#### Items from a dataset
====================

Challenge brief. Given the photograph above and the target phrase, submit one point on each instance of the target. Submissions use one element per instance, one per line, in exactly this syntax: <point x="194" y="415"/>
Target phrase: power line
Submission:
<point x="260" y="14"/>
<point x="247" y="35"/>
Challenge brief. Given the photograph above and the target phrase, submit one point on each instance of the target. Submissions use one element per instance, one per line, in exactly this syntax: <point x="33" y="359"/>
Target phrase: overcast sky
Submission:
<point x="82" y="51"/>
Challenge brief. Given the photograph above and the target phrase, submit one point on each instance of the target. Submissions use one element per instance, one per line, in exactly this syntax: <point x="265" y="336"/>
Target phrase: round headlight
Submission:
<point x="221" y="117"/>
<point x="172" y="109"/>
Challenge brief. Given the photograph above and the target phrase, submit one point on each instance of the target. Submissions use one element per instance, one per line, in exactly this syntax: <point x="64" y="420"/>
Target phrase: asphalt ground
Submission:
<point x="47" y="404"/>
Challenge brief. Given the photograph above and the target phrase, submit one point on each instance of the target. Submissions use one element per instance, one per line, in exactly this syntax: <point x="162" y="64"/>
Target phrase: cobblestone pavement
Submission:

====================

#### YOUR GOAL
Transcribe every record above word for word.

#### THE ANSWER
Challenge brief. Given the photograph above and the target phrase, submit one point on each instance of the target. Submissions use one element per instance, one per line, in exactly this syntax: <point x="194" y="415"/>
Target phrase: power line
Submission:
<point x="260" y="14"/>
<point x="247" y="35"/>
Challenge brief. Given the photograph above and the target phrase, submit one point on each instance of the target. Submissions use one element per instance, one per line, in exactly this syntax: <point x="33" y="359"/>
Target phrase: overcast sky
Submission:
<point x="82" y="51"/>
Challenge brief. Given the photograph above and the target phrase, submit one point on each instance of the target. Submissions use one element per instance, one per line, in exactly this syntax: <point x="265" y="336"/>
Target phrase: round headlight
Submission:
<point x="221" y="117"/>
<point x="172" y="109"/>
Challenge brief. Given the photograph above and the target phrase, submit one point on each instance of the target. Submissions use one element per instance, one per line, in exactly this syntax: <point x="64" y="420"/>
Target phrase: asphalt ground
Submission:
<point x="47" y="404"/>
Challenge brief. Given the photograph above and the target phrase, submit one point on each instance of the target. Submissions use one element per instance, one per line, in exactly this syntax: <point x="162" y="64"/>
Target phrase: cobblestone pavement
Submission:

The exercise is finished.